(Dataset entries)
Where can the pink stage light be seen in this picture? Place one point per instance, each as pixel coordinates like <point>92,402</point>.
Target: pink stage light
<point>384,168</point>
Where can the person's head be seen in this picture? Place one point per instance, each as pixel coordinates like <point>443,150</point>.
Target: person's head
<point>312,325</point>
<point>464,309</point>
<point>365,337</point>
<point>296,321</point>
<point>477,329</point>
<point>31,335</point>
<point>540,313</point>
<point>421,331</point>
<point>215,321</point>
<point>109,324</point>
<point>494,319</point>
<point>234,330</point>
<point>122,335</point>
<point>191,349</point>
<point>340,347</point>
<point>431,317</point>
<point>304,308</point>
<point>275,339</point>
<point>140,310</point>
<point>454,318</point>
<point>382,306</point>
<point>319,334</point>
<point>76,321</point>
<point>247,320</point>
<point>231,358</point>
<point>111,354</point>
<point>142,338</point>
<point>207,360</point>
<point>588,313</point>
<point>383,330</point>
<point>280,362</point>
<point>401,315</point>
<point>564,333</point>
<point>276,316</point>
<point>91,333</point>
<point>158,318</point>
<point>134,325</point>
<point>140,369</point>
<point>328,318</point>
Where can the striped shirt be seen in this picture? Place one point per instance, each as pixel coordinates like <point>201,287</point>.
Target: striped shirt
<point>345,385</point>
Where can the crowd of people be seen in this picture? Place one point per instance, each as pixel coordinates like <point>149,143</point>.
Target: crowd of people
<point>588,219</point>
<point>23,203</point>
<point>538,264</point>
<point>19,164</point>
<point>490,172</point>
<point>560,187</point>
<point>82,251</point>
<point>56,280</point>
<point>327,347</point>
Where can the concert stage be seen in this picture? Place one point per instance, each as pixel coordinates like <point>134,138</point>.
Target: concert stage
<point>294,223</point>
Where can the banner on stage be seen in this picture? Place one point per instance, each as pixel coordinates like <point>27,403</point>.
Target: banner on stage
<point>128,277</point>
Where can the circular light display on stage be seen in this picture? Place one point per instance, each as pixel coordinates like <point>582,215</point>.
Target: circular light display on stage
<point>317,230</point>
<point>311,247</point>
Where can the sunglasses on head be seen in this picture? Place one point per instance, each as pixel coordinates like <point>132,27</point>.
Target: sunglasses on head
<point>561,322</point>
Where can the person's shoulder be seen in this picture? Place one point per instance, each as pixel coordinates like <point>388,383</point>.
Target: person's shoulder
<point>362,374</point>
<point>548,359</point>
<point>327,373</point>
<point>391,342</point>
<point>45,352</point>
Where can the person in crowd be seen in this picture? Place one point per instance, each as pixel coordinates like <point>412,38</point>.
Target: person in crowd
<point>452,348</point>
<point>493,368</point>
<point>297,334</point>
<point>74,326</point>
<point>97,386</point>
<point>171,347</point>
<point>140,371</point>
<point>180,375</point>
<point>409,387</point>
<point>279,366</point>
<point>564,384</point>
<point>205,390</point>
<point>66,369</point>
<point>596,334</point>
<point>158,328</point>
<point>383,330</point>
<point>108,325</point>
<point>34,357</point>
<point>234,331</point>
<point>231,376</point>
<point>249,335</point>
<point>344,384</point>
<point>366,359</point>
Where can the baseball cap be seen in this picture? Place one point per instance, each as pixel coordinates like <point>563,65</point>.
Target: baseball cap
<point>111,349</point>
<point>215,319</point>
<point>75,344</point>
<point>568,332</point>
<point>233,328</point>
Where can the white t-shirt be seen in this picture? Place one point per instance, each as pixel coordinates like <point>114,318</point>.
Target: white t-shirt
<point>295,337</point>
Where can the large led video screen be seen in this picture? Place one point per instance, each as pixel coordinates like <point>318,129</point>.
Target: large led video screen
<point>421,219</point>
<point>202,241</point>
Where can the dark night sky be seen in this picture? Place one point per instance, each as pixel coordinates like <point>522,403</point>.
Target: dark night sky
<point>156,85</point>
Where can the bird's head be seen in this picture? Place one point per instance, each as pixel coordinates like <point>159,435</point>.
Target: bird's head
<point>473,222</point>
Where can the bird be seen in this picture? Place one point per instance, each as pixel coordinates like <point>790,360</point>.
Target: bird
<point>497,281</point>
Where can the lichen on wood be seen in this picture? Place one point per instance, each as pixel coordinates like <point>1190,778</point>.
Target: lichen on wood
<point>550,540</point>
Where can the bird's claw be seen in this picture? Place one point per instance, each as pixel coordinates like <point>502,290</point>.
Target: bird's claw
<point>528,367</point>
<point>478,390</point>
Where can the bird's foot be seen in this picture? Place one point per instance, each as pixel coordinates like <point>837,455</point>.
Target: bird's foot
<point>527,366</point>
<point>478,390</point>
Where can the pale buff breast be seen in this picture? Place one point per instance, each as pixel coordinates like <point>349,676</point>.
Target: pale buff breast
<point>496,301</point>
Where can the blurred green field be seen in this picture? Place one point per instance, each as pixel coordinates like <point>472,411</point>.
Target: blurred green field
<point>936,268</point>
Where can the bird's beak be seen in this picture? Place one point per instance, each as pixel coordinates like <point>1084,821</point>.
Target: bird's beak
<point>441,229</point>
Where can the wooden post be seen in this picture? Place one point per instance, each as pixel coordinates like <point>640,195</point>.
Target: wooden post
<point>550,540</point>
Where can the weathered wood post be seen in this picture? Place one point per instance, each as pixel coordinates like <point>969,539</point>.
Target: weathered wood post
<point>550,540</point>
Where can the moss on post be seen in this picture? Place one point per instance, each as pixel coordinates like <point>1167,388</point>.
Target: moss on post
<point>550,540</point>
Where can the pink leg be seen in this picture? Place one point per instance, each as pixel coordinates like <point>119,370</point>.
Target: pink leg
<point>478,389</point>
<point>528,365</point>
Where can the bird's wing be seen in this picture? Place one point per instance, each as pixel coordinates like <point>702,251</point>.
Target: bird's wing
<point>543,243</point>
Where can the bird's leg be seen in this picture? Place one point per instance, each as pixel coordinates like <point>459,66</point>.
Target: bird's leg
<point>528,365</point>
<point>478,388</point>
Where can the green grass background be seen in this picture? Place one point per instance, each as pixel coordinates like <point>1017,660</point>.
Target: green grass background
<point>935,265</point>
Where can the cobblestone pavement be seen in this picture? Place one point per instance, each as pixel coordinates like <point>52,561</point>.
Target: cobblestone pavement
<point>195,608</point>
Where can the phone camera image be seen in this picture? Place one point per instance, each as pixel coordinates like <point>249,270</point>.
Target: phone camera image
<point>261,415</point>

EXERCISE DIRECTIONS:
Reproduce every entry shown above, precisely as it stands.

TASK RESPONSE:
Where can the pink stage light be seen in this picture? Place one point per instance, each as pixel coordinates like <point>92,402</point>.
Target: pink stage light
<point>384,168</point>
Where can the person's head be seen in this picture? Place one point per instance, each as pixel coordinates like <point>443,150</point>.
Target: person's head
<point>312,325</point>
<point>464,309</point>
<point>365,337</point>
<point>296,321</point>
<point>477,329</point>
<point>31,335</point>
<point>540,313</point>
<point>421,331</point>
<point>215,321</point>
<point>109,324</point>
<point>494,319</point>
<point>234,330</point>
<point>122,335</point>
<point>191,349</point>
<point>340,347</point>
<point>431,317</point>
<point>304,308</point>
<point>275,339</point>
<point>140,310</point>
<point>454,318</point>
<point>382,306</point>
<point>319,334</point>
<point>76,321</point>
<point>247,320</point>
<point>231,358</point>
<point>111,354</point>
<point>142,338</point>
<point>207,360</point>
<point>588,313</point>
<point>383,330</point>
<point>280,362</point>
<point>401,315</point>
<point>564,333</point>
<point>276,316</point>
<point>91,333</point>
<point>158,318</point>
<point>134,325</point>
<point>140,369</point>
<point>328,318</point>
Where can the striped shirt be seen in this picture? Place one point per instance, each as pixel coordinates like <point>201,287</point>.
Target: striped shirt
<point>345,385</point>
Where can the crowd of people be seen in this picture? Place one point per instance, each as pixel coordinates like <point>149,143</point>.
Target: crowd of people
<point>588,219</point>
<point>23,203</point>
<point>538,264</point>
<point>19,164</point>
<point>490,172</point>
<point>560,187</point>
<point>82,251</point>
<point>56,280</point>
<point>327,347</point>
Where can the concert stage be seen in this picture? Place one point per instance, each as pixel coordinates like <point>134,138</point>.
Target: concert stage
<point>294,223</point>
Where can the banner on stage be seen in this picture? Place one point per instance, each as pixel coordinates like <point>27,403</point>.
Target: banner on stage
<point>128,277</point>
Where can the circular light display on stage be seen in this picture? Place one point per instance, each as pixel coordinates like <point>582,215</point>.
Target: circular light display on stage
<point>317,230</point>
<point>311,247</point>
Where can the sunglasses on head be seen in this picture? Place one point per instance, each as pixel coordinates like <point>132,27</point>.
Target: sunglasses on head
<point>561,322</point>
Where can the person's shoulder be seen in this picture? Place one point per instance, each as pixel coordinates like <point>388,383</point>.
Target: person's shoulder
<point>362,374</point>
<point>548,359</point>
<point>327,373</point>
<point>391,342</point>
<point>45,352</point>
Where can the person in crowd be seen in this picture? Place one point per instance, each as pixel coordinates like <point>412,38</point>.
Target: person in crowd
<point>452,348</point>
<point>493,368</point>
<point>297,334</point>
<point>74,326</point>
<point>97,386</point>
<point>171,347</point>
<point>140,371</point>
<point>180,375</point>
<point>409,387</point>
<point>279,366</point>
<point>564,384</point>
<point>205,390</point>
<point>66,369</point>
<point>596,334</point>
<point>158,328</point>
<point>383,330</point>
<point>108,325</point>
<point>34,357</point>
<point>234,331</point>
<point>231,376</point>
<point>249,335</point>
<point>344,384</point>
<point>366,359</point>
Where can the baseball cap be seen in this picture? Place one point per instance, each as pixel coordinates like <point>563,65</point>.
Target: baseball cap
<point>111,349</point>
<point>215,319</point>
<point>75,344</point>
<point>568,332</point>
<point>233,328</point>
Where can the white t-shirt be seen in this picture? Place one point per instance, each as pixel coordinates like <point>114,318</point>.
Target: white t-shirt
<point>295,337</point>
Where can the large led video screen be seen in this picture? Place one point per instance, each as pixel coordinates like <point>318,129</point>.
Target: large led video screen
<point>421,219</point>
<point>202,241</point>
Where can the dark night sky be seen in this picture? Place one point per instance, each as pixel coordinates like <point>522,403</point>.
Target: dark night sky
<point>156,85</point>
Where can the bird's head be seen in this picture? Place one point per instance, each as pixel coordinates like <point>159,435</point>.
Target: bird's head
<point>473,222</point>
Where can the bird be seen in this picture? Place one point per instance, each as pixel coordinates like <point>790,360</point>.
Target: bird
<point>497,281</point>
Where can the lichen on wood be seen in this picture? Place one point per instance, each as pixel coordinates like <point>1190,778</point>.
Target: lichen on wood
<point>550,540</point>
Where can the bird's claw be seen in this picture? Place one point per instance, each as pixel coordinates like <point>502,290</point>.
Target: bird's claw
<point>528,367</point>
<point>478,390</point>
Where can the bird's foot be seen in this picture? Place one point per instance, each as pixel coordinates like <point>837,455</point>.
Target: bird's foot
<point>527,366</point>
<point>478,390</point>
Where can the pale buff breast be seen in this picture? Place one point per instance, each as pixel coordinates like <point>349,676</point>.
Target: pale buff breast
<point>496,301</point>
Where can the blurred green field be seen in this picture? Place one point per instance, each as pixel coordinates like <point>472,411</point>.
Target: blurred green field
<point>936,268</point>
Where can the bird's beak be seen in this picture? Place one point per instance, each as pixel coordinates like <point>1084,821</point>.
Target: bird's beak
<point>441,229</point>
Where can the wooden post be seen in this picture? Place one point per instance, each as pixel coordinates like <point>640,195</point>.
Target: wooden post
<point>550,540</point>
Where can the weathered wood post be seen in this picture? Place one point per instance, each as pixel coordinates like <point>969,539</point>.
Target: weathered wood post
<point>550,540</point>
Where can the moss on post be seen in this picture? Place one point per instance, each as pixel coordinates like <point>1167,388</point>.
Target: moss on post
<point>550,540</point>
Where can the pink leg be seen in this picture? Place one point per instance, each as pixel coordinates like <point>119,370</point>.
Target: pink leg
<point>478,389</point>
<point>528,365</point>
Where can the bird's wing be seen in this picture? Place one point per instance, each as pixel coordinates like <point>702,251</point>.
Target: bird's wing
<point>543,243</point>
Where can the bird's leg be seen in this picture? Place one point per instance, each as pixel coordinates like <point>459,66</point>.
Target: bird's leg
<point>528,365</point>
<point>478,388</point>
Where can the green grass background be seen in this picture? Place one point per instance, each as pixel coordinates like <point>1017,660</point>.
Target: green grass background
<point>935,265</point>
Where can the cobblestone pavement be seen in this picture? Place one point per instance, each as pixel coordinates like <point>52,561</point>.
Target: cobblestone pavement
<point>195,608</point>
Where can the phone camera image be seen in this picture? Place one point per instance, each as pixel coordinates like <point>249,270</point>.
Target: phone camera image
<point>261,415</point>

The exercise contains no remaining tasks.